Dataset records –
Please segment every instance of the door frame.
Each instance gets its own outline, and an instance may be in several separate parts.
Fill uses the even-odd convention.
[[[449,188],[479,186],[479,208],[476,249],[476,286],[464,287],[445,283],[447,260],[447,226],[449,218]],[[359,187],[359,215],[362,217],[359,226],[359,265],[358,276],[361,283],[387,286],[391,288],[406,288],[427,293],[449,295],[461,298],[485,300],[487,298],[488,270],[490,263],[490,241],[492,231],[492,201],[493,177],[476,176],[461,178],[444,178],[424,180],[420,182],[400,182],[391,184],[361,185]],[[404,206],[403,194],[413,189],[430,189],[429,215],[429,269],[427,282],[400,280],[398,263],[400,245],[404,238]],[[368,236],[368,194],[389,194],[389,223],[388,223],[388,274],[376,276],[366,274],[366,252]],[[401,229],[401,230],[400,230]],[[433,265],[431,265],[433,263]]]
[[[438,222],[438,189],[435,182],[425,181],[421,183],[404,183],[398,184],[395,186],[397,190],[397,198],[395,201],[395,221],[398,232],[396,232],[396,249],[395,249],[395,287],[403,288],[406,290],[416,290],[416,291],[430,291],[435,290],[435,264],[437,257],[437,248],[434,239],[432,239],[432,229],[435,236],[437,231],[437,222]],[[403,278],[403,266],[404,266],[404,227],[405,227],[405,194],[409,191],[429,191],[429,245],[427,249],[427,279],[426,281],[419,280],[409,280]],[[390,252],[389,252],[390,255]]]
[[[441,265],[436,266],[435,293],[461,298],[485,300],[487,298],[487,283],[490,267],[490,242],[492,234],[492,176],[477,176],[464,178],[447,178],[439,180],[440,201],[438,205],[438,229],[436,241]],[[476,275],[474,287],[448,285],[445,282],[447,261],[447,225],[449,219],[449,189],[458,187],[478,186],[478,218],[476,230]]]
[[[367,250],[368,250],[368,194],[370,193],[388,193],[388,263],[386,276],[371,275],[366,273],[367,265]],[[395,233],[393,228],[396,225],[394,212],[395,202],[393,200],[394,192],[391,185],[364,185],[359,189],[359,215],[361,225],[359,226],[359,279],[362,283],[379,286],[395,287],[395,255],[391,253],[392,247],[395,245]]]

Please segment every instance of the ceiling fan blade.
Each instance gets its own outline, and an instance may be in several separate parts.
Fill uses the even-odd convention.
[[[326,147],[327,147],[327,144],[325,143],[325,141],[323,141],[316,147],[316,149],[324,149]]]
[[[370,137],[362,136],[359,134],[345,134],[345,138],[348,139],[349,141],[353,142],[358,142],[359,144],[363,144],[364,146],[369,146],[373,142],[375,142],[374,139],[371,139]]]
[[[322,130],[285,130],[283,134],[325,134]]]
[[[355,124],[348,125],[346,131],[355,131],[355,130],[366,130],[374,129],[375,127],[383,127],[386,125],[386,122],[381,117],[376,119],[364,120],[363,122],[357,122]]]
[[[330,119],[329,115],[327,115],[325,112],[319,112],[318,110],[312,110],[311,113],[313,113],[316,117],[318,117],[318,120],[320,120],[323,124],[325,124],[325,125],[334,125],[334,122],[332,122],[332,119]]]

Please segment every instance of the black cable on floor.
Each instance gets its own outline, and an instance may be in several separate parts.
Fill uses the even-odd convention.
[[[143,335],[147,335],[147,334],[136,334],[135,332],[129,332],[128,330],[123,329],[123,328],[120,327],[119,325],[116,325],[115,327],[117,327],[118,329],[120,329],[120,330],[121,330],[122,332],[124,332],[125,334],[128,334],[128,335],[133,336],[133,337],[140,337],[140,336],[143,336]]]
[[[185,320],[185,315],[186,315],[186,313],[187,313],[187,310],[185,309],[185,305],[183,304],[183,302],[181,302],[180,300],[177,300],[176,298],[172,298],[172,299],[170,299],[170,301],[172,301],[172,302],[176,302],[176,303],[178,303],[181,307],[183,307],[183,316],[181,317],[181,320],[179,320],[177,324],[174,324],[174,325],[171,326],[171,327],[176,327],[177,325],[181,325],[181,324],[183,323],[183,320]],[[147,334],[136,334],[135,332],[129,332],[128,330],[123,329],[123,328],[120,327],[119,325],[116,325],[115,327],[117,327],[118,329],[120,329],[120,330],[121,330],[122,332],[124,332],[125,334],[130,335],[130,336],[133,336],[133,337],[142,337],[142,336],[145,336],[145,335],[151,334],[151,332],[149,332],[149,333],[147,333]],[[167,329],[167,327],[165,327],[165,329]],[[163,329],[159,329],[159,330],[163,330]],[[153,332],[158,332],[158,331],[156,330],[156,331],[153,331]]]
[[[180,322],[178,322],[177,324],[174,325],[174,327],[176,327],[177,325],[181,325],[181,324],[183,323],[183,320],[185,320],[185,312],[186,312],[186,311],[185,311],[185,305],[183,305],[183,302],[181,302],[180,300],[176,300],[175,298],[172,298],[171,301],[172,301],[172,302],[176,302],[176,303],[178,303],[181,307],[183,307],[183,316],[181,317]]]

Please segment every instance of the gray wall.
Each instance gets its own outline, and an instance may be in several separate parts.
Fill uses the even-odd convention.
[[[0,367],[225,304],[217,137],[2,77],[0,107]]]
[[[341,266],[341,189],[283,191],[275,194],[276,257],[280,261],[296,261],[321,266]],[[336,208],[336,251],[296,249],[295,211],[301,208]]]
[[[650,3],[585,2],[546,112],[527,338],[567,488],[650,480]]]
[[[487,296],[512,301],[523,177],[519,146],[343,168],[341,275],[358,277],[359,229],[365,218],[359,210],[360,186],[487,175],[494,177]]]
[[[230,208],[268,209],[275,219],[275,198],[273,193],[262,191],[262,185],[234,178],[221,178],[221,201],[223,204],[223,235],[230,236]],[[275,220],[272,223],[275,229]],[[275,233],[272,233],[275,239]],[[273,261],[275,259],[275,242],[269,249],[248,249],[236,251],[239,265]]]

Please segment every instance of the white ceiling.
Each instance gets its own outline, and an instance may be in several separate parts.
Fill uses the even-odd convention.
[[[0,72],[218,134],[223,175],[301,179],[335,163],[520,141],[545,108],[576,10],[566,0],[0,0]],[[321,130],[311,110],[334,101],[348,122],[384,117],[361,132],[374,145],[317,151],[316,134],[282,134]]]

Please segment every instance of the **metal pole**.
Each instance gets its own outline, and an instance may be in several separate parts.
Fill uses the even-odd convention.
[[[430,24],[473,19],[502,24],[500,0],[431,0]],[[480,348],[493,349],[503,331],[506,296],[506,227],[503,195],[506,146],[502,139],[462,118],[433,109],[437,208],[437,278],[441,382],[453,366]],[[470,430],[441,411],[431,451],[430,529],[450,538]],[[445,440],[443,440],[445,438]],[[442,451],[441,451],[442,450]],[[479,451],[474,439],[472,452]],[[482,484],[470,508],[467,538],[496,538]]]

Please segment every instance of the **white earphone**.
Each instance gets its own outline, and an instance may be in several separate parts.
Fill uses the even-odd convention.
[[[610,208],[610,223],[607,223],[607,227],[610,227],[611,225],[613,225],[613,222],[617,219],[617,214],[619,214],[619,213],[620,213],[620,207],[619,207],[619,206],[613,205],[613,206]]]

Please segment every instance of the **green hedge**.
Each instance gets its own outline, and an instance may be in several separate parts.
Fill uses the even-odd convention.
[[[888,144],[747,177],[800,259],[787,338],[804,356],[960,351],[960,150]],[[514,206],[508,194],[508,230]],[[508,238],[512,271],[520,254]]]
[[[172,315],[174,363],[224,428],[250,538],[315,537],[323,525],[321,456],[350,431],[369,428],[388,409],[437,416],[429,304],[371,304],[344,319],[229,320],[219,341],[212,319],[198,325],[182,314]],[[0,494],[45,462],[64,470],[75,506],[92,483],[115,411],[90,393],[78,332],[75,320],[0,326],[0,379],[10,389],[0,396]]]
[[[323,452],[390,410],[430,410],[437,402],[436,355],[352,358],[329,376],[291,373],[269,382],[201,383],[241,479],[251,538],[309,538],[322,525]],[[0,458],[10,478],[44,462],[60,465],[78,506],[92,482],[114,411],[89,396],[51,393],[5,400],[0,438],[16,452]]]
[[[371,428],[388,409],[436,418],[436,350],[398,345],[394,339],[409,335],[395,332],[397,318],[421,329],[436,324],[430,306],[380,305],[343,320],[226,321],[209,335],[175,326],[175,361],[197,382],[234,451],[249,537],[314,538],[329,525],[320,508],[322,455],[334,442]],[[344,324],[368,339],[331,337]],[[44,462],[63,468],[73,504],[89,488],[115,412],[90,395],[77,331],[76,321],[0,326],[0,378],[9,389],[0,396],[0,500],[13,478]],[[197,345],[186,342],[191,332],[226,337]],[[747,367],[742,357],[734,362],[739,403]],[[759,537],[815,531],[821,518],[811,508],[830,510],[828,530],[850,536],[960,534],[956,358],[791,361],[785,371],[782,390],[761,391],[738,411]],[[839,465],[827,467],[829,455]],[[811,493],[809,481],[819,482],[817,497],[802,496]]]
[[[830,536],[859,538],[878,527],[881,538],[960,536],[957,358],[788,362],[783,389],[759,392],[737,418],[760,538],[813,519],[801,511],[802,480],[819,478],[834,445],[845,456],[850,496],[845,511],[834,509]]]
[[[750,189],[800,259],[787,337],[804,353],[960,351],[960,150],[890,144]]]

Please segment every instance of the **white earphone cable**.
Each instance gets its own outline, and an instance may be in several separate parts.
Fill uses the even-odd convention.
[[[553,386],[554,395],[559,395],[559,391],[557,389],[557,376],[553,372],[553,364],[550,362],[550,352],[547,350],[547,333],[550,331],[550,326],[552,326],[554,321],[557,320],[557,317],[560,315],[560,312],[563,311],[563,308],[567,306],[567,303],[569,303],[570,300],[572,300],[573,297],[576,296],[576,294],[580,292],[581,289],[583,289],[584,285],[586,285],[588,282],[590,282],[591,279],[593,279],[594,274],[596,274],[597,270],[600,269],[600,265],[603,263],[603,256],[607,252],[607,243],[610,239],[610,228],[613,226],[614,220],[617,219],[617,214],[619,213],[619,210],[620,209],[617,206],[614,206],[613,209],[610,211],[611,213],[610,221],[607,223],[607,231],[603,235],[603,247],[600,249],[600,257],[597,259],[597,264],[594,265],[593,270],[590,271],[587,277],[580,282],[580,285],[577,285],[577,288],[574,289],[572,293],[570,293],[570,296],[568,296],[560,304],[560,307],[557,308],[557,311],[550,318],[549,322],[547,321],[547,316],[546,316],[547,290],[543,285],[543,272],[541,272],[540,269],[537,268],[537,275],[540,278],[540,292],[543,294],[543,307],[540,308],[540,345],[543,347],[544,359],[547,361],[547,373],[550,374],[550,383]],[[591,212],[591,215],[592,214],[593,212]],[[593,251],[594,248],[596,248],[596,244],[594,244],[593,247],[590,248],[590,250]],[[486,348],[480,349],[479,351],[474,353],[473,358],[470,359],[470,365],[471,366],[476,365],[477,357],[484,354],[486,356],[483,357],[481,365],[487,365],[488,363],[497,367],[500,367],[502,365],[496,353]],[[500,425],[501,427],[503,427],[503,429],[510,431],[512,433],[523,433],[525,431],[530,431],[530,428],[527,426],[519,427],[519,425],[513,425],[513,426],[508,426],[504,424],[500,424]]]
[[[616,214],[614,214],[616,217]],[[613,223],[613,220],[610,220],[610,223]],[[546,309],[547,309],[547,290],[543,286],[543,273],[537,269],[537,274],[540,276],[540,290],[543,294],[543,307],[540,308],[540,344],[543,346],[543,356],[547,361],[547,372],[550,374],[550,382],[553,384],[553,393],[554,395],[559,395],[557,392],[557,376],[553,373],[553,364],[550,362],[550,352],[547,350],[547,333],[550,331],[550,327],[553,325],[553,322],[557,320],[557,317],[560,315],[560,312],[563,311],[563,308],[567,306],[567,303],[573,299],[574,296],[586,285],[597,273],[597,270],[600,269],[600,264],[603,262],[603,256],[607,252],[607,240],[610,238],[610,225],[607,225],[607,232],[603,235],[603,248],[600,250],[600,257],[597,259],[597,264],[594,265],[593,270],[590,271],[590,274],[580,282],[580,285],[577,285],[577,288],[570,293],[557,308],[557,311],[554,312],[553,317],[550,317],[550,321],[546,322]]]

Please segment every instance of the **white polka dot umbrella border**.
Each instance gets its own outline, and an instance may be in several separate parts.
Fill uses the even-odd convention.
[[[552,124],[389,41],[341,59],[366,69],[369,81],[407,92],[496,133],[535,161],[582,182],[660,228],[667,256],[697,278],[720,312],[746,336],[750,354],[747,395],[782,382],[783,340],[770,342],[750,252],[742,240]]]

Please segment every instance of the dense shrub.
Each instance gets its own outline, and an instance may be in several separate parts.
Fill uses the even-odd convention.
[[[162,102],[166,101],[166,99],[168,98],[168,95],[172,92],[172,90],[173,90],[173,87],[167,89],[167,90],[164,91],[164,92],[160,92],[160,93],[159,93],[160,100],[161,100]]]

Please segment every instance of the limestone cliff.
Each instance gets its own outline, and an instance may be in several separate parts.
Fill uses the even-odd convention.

Work required –
Write out every line of the entries that holds the word "white".

Result below –
Please segment every instance of the white ceiling.
Please segment every instance of the **white earphone**.
Please segment every instance of the **white earphone cable**.
Please segment every instance of the **white polka dot umbrella border**.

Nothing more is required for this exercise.